* _EXERCISE REQUIREMENTS_
[1] In the chunk-tune documentation, what is the default value of the --max-docs flag for the evaluate command?
[2] List every use case that the chunk-tune documentation gives as an allowed value for the --use-case flag of the evaluate command.
[3] Reproduce the chunk-tune documentation word for word, starting at the words "LLM dataset cost" and ending after the words "prompted unless --yes.".

* _PASSAGE_
━━━

Embedding cost (USD est.): ...
LLM dataset cost (USD est.): ...
Wall time (min est.): ...
Strategy-config combinations: ...
chunk-tune evaluate¶
Runs the evaluator for each strategy × default param grid. Uses dummy embeddings only when both --embedding-model is omitted and embedding_model in the workspace YAML (from --config or cwd .autochunk.yaml) is empty or unset; otherwise LiteLLMEmbeddingFunction is used and you are prompted unless --yes.
| Flag | Type | Default | Description |
|---|---|---|---|
path |
path | (required) | File or directory |
--strategies |
string | fixed_tokens,recursive_character |
Comma-separated names |
--use-case |
string | rag_qa |
rag_qa, search, summarization, code_assist |
--max-docs |
int | 20 |
Max documents |
--top-k |
int | 5 |
Retrieval depth (or workspace default) |
--config |
path | none | Workspace YAML |
--output-format |
choice | table |
table, json, or yaml |
--embedding-model |
string | none | If set, overrides workspace embedding_model; a non-empty resolved model uses LiteLLM (prompts unless --yes) |
--api-base |
string | none | OpenAI-compatible API base (overrides workspace / CHUNKTUNER_API_BASE) |
--api-key |
string | none | API key for embeddings/LLM (overrides workspace / CHUNKTUNER_API_KEY) |
--llm-model |
string | none | LiteLLM id for generation paths; default is workspace llm_model |
--yes |
bool | false | Skip confirmation when using real embeddings |
chunk-tune recommend¶
Full AutoTuner grid over strategies and default (or filtered) param grids; prints best config. Embedding resolution matches evaluate: --embedding-model else workspace embedding_model; dummy only when the resolved value is empty.
| Flag | Type | Default | Description |
|---|---|---|---|
path |
path | (required) | File or directory |
--strategies |
string | fixed_tokens,recursive_character |
Comma-separated names |
--use-case |
string | rag_qa |
Use case for scoring |
--max-docs |
int | 20 |
Max documents |
--top-k |
int | 5 |
Evaluator top-k |
--config |
path | none | Workspace YAML |
--output-format |
choice | table |
table, json, or yaml |
--embedding-model |
string | none | Overrides workspace embedding_model (see evaluate) |
--api-base |
string | none | Same as evaluate |
--api-key |
string | none | Same as evaluate |
--llm-model |
string | none | Same as evaluate |
--yes |
bool | false | Skip paid-call confirmation |
--no-baseline |
bool | false | Skip fixed-token baseline run |
chunk-tune compare¶
Side-by-side comparison using the first default param set per strategy. Rich table to stdout; optional Markdown report. Embedding resolution matches evaluate.

━━━

* _EXTRACTED DATA_

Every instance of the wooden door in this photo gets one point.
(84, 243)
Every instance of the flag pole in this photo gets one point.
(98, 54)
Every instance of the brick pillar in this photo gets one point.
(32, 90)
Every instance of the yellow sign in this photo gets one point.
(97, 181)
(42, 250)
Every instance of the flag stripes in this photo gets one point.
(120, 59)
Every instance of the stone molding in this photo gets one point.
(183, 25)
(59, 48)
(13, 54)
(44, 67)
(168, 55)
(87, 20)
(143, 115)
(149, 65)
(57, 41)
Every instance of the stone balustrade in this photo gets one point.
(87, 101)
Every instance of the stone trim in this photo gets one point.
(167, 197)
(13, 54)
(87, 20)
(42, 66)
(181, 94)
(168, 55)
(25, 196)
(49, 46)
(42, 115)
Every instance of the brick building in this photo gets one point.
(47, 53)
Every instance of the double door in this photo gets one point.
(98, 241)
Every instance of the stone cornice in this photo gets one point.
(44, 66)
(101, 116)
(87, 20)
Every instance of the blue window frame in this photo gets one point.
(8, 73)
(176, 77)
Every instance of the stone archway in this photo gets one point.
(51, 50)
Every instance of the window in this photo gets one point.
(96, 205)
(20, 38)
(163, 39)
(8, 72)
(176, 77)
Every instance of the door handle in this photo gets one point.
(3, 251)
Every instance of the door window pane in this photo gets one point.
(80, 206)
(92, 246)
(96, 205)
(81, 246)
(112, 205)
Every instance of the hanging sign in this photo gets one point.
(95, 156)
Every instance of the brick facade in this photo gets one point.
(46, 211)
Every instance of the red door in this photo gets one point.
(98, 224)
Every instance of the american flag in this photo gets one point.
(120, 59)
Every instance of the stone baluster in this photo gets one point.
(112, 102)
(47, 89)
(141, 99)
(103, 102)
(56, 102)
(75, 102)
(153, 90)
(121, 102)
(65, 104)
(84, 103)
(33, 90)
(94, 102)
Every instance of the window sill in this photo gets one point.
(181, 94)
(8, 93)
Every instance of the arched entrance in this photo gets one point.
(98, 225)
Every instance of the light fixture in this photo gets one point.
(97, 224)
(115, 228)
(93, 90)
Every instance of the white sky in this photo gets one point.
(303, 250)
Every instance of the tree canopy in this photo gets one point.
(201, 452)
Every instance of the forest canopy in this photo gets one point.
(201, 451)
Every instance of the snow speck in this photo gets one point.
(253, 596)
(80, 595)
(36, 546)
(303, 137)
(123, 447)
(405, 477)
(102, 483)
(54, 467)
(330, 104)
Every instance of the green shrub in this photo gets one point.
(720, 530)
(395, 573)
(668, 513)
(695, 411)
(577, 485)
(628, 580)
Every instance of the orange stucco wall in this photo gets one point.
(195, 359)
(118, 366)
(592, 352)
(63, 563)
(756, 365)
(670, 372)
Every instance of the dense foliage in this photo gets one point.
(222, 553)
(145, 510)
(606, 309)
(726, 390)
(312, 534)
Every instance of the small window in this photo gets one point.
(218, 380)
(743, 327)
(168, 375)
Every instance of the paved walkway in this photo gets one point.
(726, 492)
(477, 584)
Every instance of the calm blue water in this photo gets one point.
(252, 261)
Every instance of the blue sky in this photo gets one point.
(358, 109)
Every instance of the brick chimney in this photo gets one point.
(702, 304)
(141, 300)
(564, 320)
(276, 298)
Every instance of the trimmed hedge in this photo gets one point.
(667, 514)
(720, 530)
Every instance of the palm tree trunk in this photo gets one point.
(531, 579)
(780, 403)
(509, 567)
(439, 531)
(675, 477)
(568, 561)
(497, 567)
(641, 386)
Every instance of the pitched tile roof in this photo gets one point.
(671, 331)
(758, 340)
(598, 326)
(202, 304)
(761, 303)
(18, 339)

━━━

* _ANSWERS PER TASK_
[1] 20

[2] rag_qa, search, summarization, code_assist

[3]
LLM dataset cost (USD est.): ...
Wall time (min est.): ...
Strategy-config combinations: ...
chunk-tune evaluate¶
Runs the evaluator for each strategy × default param grid. Uses dummy embeddings only when both --embedding-model is omitted and embedding_model in the workspace YAML (from --config or cwd .autochunk.yaml) is empty or unset; otherwise LiteLLMEmbeddingFunction is used and you are prompted unless --yes.